[SUPPLIED TEXT — start]
FamilySearch / gedcomx

An open data model and an open serialization format for exchanging genealogical data.
http://www.gedcomx.org
Apache License 2.0
356 stars 67 forks source link

Shared events #118

Closed EssyGreen closed 12 years ago

EssyGreen commented 12 years ago

If I understand the Record Model correctly, facts are either defined/embedded within (a) a Persona (b) a Relationship or (c) within the Record (if neither a nor b apply).

This means that the event/fact details will be duplicated (in the physical model) if the people participating are not a couple, so for example, in order to record witnesses to a marriage the fact would need to be replicated for each witness (as well as being included for the couple); the details of a death would need to be duplicated for the informant (as well as the deceased) etc

Would it not be better to have all the facts at the Record level and references to them in the Persona and Relationship objects? This way the fact details could be shared without the need to duplicate the data.

Is it also worth considering a "Role" field in addition to the "Principal" flag?

stoicflame commented 12 years ago

Hey, @EssyGreen, I just want to say how impressed I am with how quickly you're able to pick up on all these tricky concepts and join the conversation with some very intelligent comments and contributions.

Anyway, my 2 cents:

I think shared events is a good idea for solving a problem that we still don't fully understand yet. A shared event model was actually originally what we started with in the record model, but it eventually got overturned because an analysis of our own records showed that sharing events turned out to be more hassle than it was worth, even considering the cost of redundant event data. Record events just weren't being shared very often. And when they were, they were hard to work with. And most of the time, shared events were just getting denormalized in the back-end (for feeding into the search cluster). And sharing these events made it harder to map data to conclusions.

See #99 and all the issues mentioned from that issue for more details.

I do think that there is room for a shared event model, though. But I also think that we need to understand the problem space better so we can be sure to do it right. So let's keep this issue open to track that work.

Is it also worth considering a "Role" field in addition to the "Principal" flag?

The fact value was intended to contain a role, if needed.

EssyGreen commented 12 years ago

Hiya @stoicflame :) Many thanks for the compliments! Actually I have been struggling with the same concepts myself for the past 3 years (albeit on my own) so I know the problems, recognise the circles and am really thankful to be able to share thoughts with others doing the same thing!
[SUPPLIED TEXT — finish]
[PROVIDED DATA — start]
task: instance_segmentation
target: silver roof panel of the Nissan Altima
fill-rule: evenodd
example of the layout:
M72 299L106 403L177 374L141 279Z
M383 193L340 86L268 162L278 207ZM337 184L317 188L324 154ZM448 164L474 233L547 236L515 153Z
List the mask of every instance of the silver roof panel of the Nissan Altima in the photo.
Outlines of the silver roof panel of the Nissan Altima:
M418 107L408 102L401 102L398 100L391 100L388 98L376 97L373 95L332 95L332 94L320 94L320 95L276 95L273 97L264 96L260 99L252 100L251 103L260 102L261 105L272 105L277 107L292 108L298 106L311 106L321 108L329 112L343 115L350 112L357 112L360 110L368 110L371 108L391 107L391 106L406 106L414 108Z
[PROVIDED DATA — finish]
» **REQUIRED WORK**:
A – In the shared events thread, rewrite the paragraph beginning "I think shared events is a good idea" as a bulleted list that keeps its main facts.
B – Summarize the shared events thread in two sentences.
C – Print the part of the shared events thread from "FamilySearch / gedcomx" to "nor b apply).".

» **RESULTS IN ORDER**:
A –
- Shared events are a good idea for a problem that is still not fully understood.
- The record model originally used a shared event model, but it was later overturned.
- An analysis of their own records showed that sharing events was more hassle than it was worth, even counting the cost of redundant event data.
- Record events were not shared very often, and when they were, they were hard to work with.
- Most of the time, shared events were denormalized in the back-end to feed the search cluster.
- Sharing events made it harder to map data to conclusions.

B – EssyGreen points out that the Record Model duplicates fact details for participants who are not a couple, such as marriage witnesses or a death informant, and proposes keeping all facts at the Record level with references from Persona and Relationship objects, along with a possible "Role" field. stoicflame replies that a shared event model was tried first but dropped because an analysis found it more hassle than the redundant data, says the issue will stay open to study the problem further, and notes that the fact value was intended to hold a role.

C –
FamilySearch / gedcomx

An open data model and an open serialization format for exchanging genealogical data.
http://www.gedcomx.org
Apache License 2.0
356 stars 67 forks source link

Shared events #118

Closed EssyGreen closed 12 years ago

EssyGreen commented 12 years ago

If I understand the Record Model correctly, facts are either defined/embedded within (a) a Persona (b) a Relationship or (c) within the Record (if neither a nor b apply).